» **EXERCISE AIM**: Show the lines below where "forearm" occurs.

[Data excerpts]
>>>

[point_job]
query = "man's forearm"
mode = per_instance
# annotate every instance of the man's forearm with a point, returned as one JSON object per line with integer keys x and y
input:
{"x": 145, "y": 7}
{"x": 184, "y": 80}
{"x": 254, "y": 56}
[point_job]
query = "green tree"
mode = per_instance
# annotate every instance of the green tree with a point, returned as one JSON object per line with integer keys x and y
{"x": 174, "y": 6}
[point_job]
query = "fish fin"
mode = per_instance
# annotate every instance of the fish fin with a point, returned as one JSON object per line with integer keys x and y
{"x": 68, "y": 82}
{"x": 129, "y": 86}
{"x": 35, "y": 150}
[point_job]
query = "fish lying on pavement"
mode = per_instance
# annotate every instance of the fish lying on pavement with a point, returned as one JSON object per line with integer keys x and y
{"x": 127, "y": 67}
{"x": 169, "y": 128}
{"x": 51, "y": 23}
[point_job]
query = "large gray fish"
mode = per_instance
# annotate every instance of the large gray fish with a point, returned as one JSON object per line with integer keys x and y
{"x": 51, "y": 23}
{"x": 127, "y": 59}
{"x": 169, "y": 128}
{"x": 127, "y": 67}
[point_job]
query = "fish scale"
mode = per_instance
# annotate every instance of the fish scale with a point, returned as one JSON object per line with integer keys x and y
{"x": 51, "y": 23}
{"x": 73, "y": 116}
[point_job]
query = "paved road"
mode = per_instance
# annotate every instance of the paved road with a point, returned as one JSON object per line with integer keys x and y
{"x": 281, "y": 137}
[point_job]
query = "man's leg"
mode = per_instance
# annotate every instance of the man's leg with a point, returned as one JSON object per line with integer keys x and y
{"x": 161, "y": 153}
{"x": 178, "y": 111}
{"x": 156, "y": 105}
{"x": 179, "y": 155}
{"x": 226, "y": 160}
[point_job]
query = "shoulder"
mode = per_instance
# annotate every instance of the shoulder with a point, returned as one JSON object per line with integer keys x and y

<<<

» **YOUR RESPONSE**:
query = "man's forearm"
# annotate every instance of the man's forearm with a point, returned as one JSON object per line with integer keys x and y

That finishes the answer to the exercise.